**VOTRE OBJECTIF:**
Renvoyez sans aucune modification le passage de la page qui commence aux mots « Tout a été dit, joué, transposé » et s'arrête après « ont généralement interminables. ».

**PAGE:**
On peut le dire, voilà une série de représentations rassurantes, car quelle que soit l’avancée de la danse contemporaine et de ses graves questions ou de ses élucubrations narcissiques voire boboesques, ce ballet emblématique continue de faire salle comble et de provoquer l’enthousiasme d’un public envoûté par la symbiose d’une des plus belles musiques qui soit, et de la perfection de ce qu’on appelle le Ballet blanc, dans ses symétries surhumaines, dignes d’une armée chinoise qui se mettrait à vibrer et à avoir peur…
Symétries qui servent d’écrin à une intrigue troublante, porteuse de fantasmes et de mythes incrustés dans la psychologie romantique allemande (Musaeus à la fin du XIXe siècle) puis de l’imaginaire débridé des Russes (Pouchkine et son Tsar Saltan en 1830), la musique tragique et palpitante de Tchaïkovski jetant un voile noir sur cette histoire de blancheur ailée, ambiguë, qui conte l’amour impossible d’un prince animé par la quête de l’ailleurs et d’une princesse prisonnière de son inaltérable beauté et de son rang qui l’éloigne du réel.
 
Tout a été dit, joué, transposé depuis le fiasco initial du premier ballet à Saint-Pétersbourg, en 1877, puis son envol lorsque le tandem Ivanov-Petipa s’en empara en 1895, en faisant à jamais le repère absolu du grand ballet à la fois académique et dramatique. Tous les chorégraphes y ont mis leur patte, toutes les plus prestigieuses ballerines y ont agité leurs ailes, le sommet demeurant Ouliana Lopatkina chez les Russes, incomparables dès qu’il s’agit de faire onduler les bras, qu’elle ont généralement interminables.
 
© Julien Benhamou - Opéra national de Paris

Julien Benhamou - Opéra national de Paris

En France, on goûta d’abord la version arrangée en 1960 par Vladimir Bourmeister (car rien n’est plus volatil qu’une chorégraphie, surtout remontant au XIXe siècle), qui fit les beaux soirs de l’Opéra de Paris, avant que Noureev ne s’en empare en 1984 et lui donne sa marque de chorégraphe confus, cruel pour les danseurs mais pour une fois porté par une vraie question, celle de la solitude des deux héros en présence, les plongeant dans le conflit du bien et du mal, et en étoffant le rôle du prince, ce qui était bien normal pour lui qui l’avait abondamment incarné. A l’Opéra de Paris, donc, on remet sa version sur l’établi périodiquement, ce qui permet aux jeunes pousses d’y fourbir leurs armes dans des rôles redoutables et aux valeurs installées de redonner à l’œuvre sa portée émotionnelle.
 
Car l’enjeu est double pour l’héroïne : accomplir des prouesses techniques considérables, faire preuve d’un style à la fois retenu et éclatant, montrer un visage contraint et torturé sans verser dans l’excès mélodramatique. Tout tient dans une inclinaison de tête, un regard, un cambré de la nuque, l’affolement des ailes ou le piétinement de la petite menée, tout se joue en subtilité pour mieux trouver la profondeur du personnage. Et c’est là que l’on suit passionnément l’évolution des danseuses, car rares sont celles qui, par-delà leur perfection technique, parviennent à rendre parlant ce personnage bridé : il y faut une maturité expressive que peu atteignent à leurs débuts : Myriam Ould Braham, qui finit par y être éblouissante, fut au début une reine effleurée, tandis que Sylvie Guillem, l’unique, trouva d’emblée le juste ton. On a donc vu ces dernières années une Amandine Albisson y laisser son empreinte tandis que la belle Sae Eun Park s’y épanouissait difficilement.

**EXTRAIT DE DONNÉES:**

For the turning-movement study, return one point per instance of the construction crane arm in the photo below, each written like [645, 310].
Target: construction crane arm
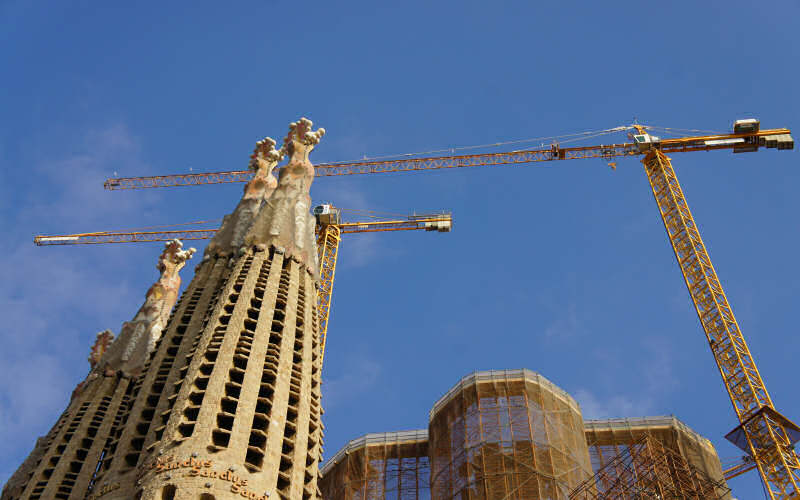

**RÉSULTAT FINAL:**
Tout a été dit, joué, transposé depuis le fiasco initial du premier ballet à Saint-Pétersbourg, en 1877, puis son envol lorsque le tandem Ivanov-Petipa s’en empara en 1895, en faisant à jamais le repère absolu du grand ballet à la fois académique et dramatique. Tous les chorégraphes y ont mis leur patte, toutes les plus prestigieuses ballerines y ont agité leurs ailes, le sommet demeurant Ouliana Lopatkina chez les Russes, incomparables dès qu’il s’agit de faire onduler les bras, qu’elle ont généralement interminables.